• **Parts of the exercise**:
(a) Summarize the forum excerpt about 0^0 in two sentences.
(b) In the forum excerpt about 0^0, what does the first step of Cool Dude's reasoning presume?
(c) Write the next paragraph of the forum excerpt about 0^0.

• **Page extract**:
Clearly there is no real or complex value that can solve this equation. And while it is clear that the solution is a non real/complex form, it is not acceptable to call it invalid solely because it is non real/complex. It is perfectly valid to restrict the operations that can be normally done to real/complex values on these forms. However again, you cannot simply call them invalid forms because they are not real/complex values. So let’s get back to it. Cool Dude’s reasoning is this:

1. Presume 0^0 is equal to 1.

2. Raise each form to the n^th power (0^0)^n = 1^n (note n is real). Now note that I did not assign a value to the left hand side, so the operation is valid.

3. Take the natural log of both sides: n*ln(0^0) = n*ln(1) -> n*0*ln(0) = n*ln(1)

4. Now on the left hand side, n*0 is a valid operation so 0*ln(0) = n * ln(1)

5. Note the left hand side ln(0) = 1/0 which is the solution to the equation 0*x = 1. Also note on the right hand side that ln(1) = 0. So by substitution: 1 = n * 0

6. Note again that n is a real number so n*0 = 0. Therefore 1 = 0

Since the result is invalid, the original premise is invalid. We all understand that this is impossible to do without the non real/complex form 1/0. But this form exists because there are no real/complex solutions that can multiply by zero and produce a non-zero result. And exponentiation by definition is a repetitive multipliciative operation. Finally no invalid operations (such as multiplying by a real number) was done to any of the non real/complex forms.

(Point-based annotation data)
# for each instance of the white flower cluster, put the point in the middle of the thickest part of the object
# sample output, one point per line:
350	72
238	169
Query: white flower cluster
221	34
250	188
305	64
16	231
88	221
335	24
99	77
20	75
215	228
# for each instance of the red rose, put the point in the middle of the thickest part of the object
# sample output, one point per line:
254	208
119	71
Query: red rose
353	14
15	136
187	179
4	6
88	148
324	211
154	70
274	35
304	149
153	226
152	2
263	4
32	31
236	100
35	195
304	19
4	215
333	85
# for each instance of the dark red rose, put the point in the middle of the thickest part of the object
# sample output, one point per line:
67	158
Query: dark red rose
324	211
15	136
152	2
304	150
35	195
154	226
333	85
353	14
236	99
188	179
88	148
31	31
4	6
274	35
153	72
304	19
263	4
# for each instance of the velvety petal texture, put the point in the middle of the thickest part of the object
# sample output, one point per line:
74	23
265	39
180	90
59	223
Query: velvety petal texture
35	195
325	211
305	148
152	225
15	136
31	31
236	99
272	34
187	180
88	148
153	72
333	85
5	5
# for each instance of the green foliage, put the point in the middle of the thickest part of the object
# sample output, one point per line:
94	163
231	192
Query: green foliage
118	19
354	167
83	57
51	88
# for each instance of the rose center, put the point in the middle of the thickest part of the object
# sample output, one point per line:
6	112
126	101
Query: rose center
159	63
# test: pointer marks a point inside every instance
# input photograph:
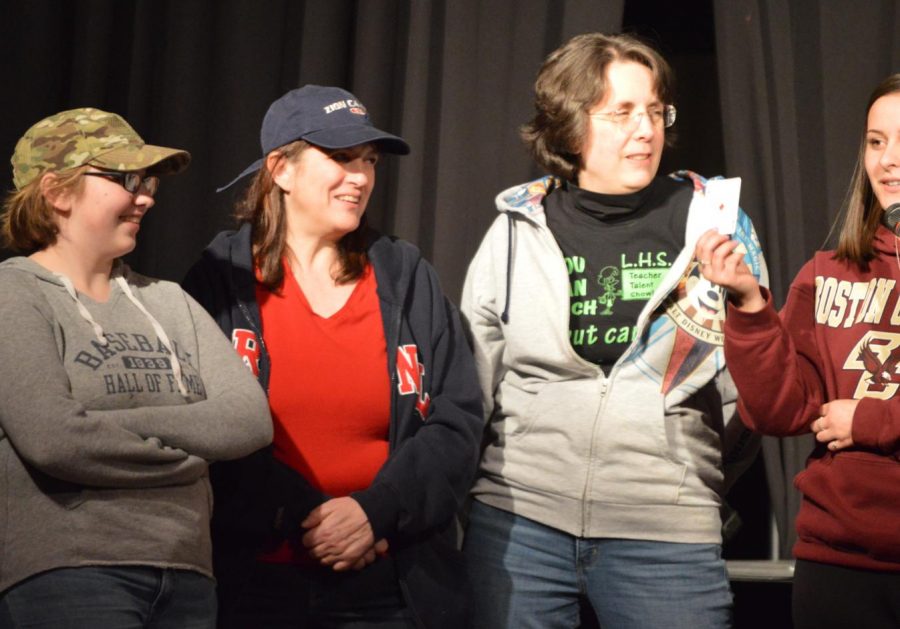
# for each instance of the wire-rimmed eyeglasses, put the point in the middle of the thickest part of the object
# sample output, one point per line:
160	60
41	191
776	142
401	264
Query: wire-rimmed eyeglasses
628	121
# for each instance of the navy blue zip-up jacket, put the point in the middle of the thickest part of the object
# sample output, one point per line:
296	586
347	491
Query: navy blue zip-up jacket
435	431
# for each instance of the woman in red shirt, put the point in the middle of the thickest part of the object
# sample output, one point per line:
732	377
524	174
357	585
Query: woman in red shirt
350	517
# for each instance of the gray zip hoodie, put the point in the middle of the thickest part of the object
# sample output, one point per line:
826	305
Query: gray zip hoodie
105	435
641	454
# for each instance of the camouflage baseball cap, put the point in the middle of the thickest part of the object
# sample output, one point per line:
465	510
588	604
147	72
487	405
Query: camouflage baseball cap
89	136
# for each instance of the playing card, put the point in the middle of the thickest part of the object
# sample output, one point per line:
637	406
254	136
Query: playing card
722	198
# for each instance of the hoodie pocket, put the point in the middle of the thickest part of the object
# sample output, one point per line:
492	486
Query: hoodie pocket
633	462
852	503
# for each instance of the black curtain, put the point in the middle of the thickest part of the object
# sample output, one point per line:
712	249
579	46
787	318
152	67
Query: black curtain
454	78
795	78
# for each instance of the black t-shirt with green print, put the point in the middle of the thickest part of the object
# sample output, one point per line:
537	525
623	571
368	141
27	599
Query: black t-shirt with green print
617	250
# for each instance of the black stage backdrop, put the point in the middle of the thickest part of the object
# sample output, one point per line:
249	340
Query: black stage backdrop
769	90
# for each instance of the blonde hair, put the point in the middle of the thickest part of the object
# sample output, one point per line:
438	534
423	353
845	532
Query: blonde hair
28	223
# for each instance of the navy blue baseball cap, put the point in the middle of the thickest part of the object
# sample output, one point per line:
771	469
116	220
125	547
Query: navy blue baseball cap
327	117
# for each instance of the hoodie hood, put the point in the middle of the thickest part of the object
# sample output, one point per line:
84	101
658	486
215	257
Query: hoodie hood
119	277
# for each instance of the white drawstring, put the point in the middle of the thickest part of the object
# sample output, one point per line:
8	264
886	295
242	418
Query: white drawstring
176	365
82	310
98	330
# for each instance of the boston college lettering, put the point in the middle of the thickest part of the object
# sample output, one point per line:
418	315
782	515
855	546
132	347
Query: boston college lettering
840	303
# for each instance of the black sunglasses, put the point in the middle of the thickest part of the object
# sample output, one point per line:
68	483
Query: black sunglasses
131	181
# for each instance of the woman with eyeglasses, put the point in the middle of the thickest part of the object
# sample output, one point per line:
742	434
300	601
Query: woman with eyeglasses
116	391
827	364
611	434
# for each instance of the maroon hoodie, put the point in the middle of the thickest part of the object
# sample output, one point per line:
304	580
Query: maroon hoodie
838	337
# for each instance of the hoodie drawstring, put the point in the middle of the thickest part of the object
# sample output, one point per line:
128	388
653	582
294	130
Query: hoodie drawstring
504	316
82	309
157	327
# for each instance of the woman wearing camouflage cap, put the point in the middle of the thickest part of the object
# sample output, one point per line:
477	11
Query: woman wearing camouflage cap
116	390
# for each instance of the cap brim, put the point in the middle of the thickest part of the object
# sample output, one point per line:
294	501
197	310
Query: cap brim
344	137
250	169
159	160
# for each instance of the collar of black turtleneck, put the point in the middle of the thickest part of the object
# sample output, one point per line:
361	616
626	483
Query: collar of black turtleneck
607	206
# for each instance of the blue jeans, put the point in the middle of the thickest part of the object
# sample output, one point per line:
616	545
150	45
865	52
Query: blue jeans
126	597
526	575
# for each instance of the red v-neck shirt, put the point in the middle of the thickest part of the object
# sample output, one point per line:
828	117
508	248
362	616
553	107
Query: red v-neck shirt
329	388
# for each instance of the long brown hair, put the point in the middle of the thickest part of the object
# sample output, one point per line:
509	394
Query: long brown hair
263	207
572	80
861	210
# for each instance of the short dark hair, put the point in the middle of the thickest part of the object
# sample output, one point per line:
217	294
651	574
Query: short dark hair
572	80
861	210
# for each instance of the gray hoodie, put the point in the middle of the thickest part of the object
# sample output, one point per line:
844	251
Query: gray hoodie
104	437
641	454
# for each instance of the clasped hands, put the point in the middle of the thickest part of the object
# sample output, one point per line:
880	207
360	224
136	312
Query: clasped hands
338	534
835	424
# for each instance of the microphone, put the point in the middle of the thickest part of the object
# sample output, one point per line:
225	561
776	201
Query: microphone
891	218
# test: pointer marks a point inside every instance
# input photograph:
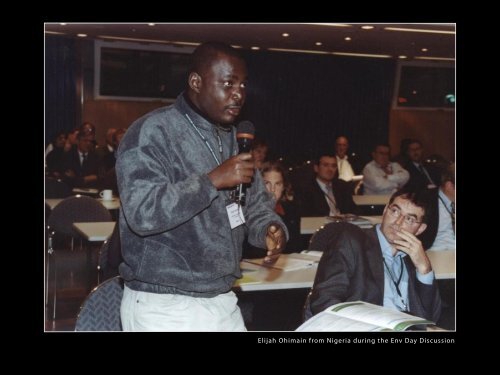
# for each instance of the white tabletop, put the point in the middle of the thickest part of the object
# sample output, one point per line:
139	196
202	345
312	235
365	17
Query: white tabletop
113	204
267	278
97	231
443	263
371	200
256	278
309	225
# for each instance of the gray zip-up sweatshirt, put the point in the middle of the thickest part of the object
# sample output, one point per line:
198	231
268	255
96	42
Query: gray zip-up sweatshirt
175	232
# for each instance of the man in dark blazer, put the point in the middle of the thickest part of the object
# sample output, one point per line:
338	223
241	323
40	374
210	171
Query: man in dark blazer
359	264
313	199
81	163
421	176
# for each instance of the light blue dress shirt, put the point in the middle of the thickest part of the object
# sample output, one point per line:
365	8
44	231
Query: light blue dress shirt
391	297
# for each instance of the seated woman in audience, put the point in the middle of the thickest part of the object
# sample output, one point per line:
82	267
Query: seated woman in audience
276	182
259	152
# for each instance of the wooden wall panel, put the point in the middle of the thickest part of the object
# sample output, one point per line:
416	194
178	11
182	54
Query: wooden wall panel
106	114
435	128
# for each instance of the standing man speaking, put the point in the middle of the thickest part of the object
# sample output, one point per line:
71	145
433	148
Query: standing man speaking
181	229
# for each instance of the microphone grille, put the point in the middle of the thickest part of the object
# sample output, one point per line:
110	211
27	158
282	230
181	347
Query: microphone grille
245	127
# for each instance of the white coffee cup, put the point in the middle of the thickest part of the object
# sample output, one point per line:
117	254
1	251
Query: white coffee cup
106	195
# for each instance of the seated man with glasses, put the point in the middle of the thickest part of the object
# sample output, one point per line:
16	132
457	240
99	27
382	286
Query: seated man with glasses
386	265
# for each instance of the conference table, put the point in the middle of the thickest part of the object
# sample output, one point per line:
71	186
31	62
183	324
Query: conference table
371	200
112	204
309	225
260	278
95	231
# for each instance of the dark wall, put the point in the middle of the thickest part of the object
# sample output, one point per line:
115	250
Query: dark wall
60	86
300	102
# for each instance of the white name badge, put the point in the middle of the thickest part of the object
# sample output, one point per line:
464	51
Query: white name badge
235	215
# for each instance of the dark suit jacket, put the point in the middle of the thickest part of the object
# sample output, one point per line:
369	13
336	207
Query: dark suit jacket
294	243
419	180
352	269
89	167
312	200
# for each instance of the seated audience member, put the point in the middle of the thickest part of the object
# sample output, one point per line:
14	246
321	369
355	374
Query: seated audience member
71	139
346	172
276	182
382	177
402	157
385	265
55	158
259	152
445	239
326	194
81	164
109	148
89	129
107	176
420	175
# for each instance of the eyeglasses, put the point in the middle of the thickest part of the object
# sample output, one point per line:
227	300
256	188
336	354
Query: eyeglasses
408	219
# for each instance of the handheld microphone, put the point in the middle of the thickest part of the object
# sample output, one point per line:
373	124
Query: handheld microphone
244	135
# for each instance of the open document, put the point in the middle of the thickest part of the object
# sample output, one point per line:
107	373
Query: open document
288	262
360	316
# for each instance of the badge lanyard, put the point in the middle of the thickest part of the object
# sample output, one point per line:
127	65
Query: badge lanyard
396	283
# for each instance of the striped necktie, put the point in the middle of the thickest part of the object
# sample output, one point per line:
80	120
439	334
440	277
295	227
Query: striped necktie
330	198
452	214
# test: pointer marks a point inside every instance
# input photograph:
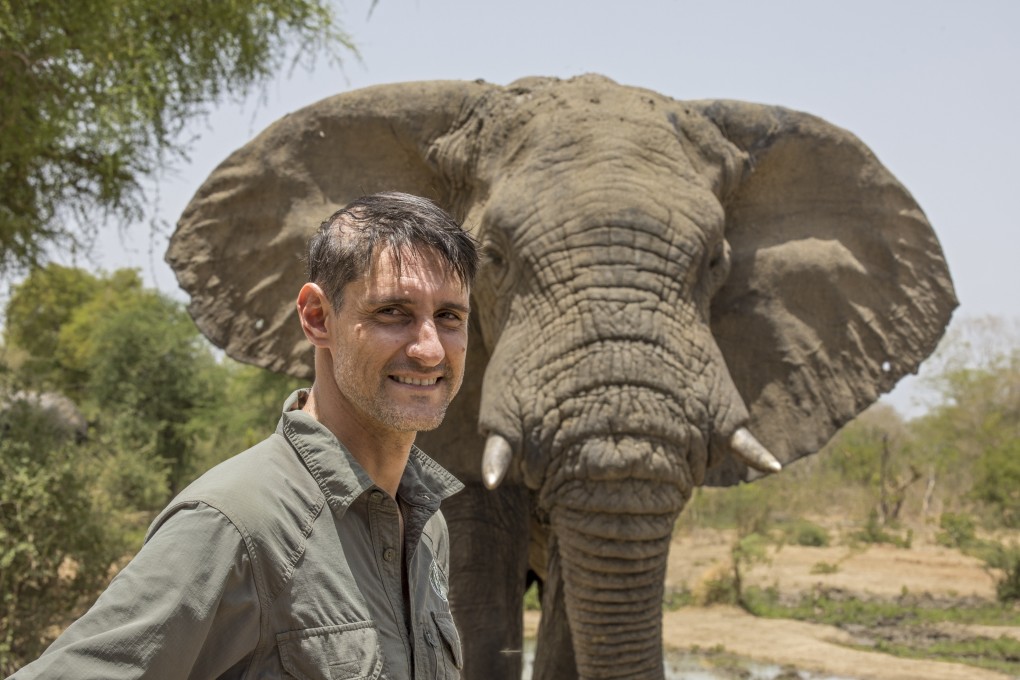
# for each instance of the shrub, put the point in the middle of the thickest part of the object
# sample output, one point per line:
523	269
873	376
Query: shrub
806	532
957	530
55	546
1006	561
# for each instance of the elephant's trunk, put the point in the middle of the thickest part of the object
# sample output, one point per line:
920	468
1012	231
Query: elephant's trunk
613	565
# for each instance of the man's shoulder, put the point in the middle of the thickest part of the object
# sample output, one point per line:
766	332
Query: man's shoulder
266	493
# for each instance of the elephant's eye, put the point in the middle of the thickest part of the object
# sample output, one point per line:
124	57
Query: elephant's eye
493	255
718	267
495	261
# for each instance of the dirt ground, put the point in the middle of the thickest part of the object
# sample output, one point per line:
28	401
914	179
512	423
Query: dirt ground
879	571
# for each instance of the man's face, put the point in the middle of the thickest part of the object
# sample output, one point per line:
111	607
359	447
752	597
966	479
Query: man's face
398	341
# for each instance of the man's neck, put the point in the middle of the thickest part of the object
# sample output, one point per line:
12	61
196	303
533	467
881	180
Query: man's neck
383	454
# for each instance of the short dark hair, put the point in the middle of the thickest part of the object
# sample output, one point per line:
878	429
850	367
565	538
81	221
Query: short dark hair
342	249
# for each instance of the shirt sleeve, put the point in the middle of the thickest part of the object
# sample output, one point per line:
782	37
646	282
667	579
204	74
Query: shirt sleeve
186	607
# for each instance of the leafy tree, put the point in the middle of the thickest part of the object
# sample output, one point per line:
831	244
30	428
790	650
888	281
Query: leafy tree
56	542
96	94
972	433
41	306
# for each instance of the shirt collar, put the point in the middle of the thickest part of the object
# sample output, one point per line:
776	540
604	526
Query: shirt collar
342	478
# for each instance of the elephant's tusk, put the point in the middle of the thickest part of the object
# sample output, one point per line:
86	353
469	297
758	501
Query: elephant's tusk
496	461
753	453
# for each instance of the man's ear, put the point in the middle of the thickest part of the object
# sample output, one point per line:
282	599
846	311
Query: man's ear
314	309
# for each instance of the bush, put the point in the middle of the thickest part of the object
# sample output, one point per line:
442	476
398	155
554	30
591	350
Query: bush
958	530
806	532
55	545
1006	561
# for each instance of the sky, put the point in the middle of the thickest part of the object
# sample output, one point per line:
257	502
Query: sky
930	86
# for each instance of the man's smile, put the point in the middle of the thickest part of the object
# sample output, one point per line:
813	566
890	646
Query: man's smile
415	381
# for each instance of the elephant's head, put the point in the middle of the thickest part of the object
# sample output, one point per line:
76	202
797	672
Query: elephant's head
663	278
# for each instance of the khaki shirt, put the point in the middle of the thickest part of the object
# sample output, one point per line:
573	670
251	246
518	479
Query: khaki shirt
281	562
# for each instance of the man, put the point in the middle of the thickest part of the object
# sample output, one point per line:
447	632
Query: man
319	553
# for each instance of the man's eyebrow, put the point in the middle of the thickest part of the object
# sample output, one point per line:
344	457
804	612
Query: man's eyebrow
396	300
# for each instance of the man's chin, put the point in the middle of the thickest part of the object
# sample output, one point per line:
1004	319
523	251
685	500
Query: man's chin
416	422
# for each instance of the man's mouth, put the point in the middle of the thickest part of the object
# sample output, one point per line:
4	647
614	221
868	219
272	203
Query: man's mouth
415	381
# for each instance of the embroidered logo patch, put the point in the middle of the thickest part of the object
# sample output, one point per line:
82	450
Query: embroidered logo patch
438	579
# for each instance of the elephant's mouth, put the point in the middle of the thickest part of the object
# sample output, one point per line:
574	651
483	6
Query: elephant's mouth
499	454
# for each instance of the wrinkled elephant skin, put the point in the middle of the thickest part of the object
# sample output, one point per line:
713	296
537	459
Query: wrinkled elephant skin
671	290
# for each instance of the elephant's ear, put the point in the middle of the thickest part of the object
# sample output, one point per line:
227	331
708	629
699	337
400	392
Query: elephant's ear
239	248
838	286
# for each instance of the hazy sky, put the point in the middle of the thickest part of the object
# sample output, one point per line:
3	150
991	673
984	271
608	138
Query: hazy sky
931	87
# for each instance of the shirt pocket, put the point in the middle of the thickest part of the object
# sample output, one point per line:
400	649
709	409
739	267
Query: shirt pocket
441	634
349	651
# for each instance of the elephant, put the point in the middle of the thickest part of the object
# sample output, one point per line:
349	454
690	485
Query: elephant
54	411
674	294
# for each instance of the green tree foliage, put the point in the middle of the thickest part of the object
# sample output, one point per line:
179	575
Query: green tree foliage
56	542
162	407
96	94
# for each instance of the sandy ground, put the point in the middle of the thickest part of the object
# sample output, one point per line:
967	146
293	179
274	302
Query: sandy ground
878	571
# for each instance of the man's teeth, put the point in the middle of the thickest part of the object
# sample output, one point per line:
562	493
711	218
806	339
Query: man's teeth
417	381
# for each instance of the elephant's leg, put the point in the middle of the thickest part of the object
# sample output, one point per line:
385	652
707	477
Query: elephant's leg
554	658
489	538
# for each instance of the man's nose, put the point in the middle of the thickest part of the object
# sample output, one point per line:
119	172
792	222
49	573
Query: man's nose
425	346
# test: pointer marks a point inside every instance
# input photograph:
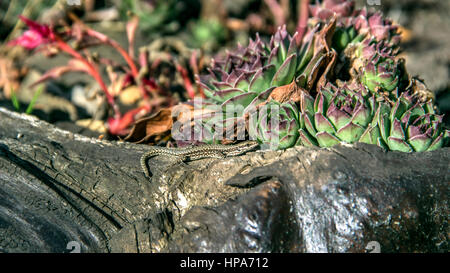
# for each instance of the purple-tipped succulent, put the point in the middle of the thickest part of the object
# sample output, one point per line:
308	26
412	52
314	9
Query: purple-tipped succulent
336	115
247	75
275	124
381	74
375	26
412	126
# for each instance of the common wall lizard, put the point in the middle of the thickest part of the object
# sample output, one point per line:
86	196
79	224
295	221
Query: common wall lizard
198	152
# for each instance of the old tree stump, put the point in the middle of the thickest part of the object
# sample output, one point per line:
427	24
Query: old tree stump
57	187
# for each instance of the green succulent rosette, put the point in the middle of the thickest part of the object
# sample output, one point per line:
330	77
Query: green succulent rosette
275	124
381	74
412	126
249	74
339	115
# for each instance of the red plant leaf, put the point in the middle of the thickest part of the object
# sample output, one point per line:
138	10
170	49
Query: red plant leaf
131	27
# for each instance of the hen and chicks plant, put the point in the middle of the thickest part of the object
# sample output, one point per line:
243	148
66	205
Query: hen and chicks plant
350	86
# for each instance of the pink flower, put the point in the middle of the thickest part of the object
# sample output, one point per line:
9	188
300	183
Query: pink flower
36	35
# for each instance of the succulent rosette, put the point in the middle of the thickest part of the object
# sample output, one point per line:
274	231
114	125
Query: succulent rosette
275	124
381	73
412	126
248	74
237	84
336	115
353	26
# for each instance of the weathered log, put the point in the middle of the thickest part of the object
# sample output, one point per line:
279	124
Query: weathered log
57	187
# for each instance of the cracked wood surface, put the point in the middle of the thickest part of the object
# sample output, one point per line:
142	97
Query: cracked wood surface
57	187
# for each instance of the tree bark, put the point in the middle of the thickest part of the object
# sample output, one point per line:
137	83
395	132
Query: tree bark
57	187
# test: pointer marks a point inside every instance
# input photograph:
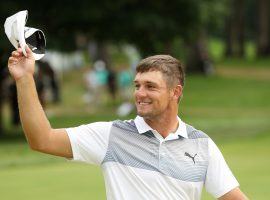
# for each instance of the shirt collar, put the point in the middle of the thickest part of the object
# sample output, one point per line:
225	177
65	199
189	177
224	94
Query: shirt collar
143	127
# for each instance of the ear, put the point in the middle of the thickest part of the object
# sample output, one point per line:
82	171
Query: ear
177	92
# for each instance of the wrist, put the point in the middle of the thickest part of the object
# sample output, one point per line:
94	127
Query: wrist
24	79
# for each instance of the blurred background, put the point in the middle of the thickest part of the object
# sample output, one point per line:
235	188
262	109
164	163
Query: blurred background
86	75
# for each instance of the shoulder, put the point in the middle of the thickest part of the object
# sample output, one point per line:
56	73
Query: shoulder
126	125
194	133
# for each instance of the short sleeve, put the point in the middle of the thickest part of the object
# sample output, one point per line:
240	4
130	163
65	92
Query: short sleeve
219	178
89	142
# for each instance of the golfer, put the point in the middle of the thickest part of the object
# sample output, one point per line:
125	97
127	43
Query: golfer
154	156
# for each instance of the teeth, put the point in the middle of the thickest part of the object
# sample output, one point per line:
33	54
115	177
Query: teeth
144	102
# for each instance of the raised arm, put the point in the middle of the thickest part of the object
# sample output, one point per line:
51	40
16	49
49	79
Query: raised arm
37	129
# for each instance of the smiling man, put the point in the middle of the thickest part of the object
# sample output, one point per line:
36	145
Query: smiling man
154	156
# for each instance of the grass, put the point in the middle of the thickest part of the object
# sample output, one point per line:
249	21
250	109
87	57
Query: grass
232	107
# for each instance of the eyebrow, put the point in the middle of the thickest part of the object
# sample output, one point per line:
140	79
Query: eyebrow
146	82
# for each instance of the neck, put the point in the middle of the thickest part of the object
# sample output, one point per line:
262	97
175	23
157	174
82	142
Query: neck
164	125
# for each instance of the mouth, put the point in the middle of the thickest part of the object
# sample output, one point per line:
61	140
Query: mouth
143	103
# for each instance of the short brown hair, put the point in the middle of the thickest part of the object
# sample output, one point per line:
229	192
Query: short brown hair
169	66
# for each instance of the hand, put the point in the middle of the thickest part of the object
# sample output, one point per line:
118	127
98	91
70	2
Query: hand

• **Outputs in order**:
(a) The writer argues that a solution that is neither real nor complex should not be called invalid for that reason alone, although the operations allowed on such forms may be restricted. The writer then sets out Cool Dude's reasoning, which presumes that 0^0 equals 1, reaches 1 = 0 through a series of steps, and concludes that the original premise is invalid.

(b) It presumes that 0^0 is equal to 1.

(c)
Note in step one you can replace 1 with any real/complex value and still get a similar impossible result at the end. What it shows is that 0^0 is not a single real/complex value. Therefore it is indeterminate.

So 1/0 is relevant. 1/0 is non real/complex. 1/0 can be used as long as no real operations are done on it. Only definitions of operations have been done. They are valid on non real/complex forms because they are definition.

Yee, you are welcome to disprove the login. However, simply stating that it is invalid without defining why it is so isn’t sufficient.
The Wonderer says:

March 12, 2013 at 12:51 pm

The first comment is adapted from your comments. CSP is a shortened part of his name. So when CSP is stated in his argument that is his rebuttal to your comment.
CS Prof says:

March 12, 2013 at 2:18 pm

CS Prof,
You just repeat The Cool Dude’s digressive arguments.
I say again, I don’t need to reply them.

CSP: Sure you do. You have to explain why they are digressive. They are the results of operations on the form in question.

1/0, 0/0, ln(0), and dividing by zero are dismissed not only by me.

CSP: Who else then? And why?

Why not say you dismiss 0^0. Dismissing 0^0 is exactly the same as dismissing the sqrt(-1)?

CSP: You tend to invalidate forms that are not real. sqrt(-1) isn’t a real form either.

If you must discuss continuity, please prove discontinuous functions don’t exist.
If not, I don’t need to discuss continuity.

CSP: This is a non sequitur.

0^x=0 is valid only for x>0, not for all real x.

CSP: True. I made a mistake. The mistake you keep making though is saying that 0^x is invalid when x < 0. The result is not real. But just because it is not real does not automatically make it invalid.

If you want to talk about operations.
What operation is a must? What are not? And why?

CSP: Operations are premature at this point. The discussion needs to be about number systems first. They are used to describe math concepts that extend beyond existing systems. Some examples:

If all you know are natural numbers, then what is less than 1?

If all you know are whole numbers, then what is between 1 and 2?

If all you know are rational numbers, then what is the ratio between a circle's radius and circumference?

If all you know are real numbers, then what is the sqrt(-1)?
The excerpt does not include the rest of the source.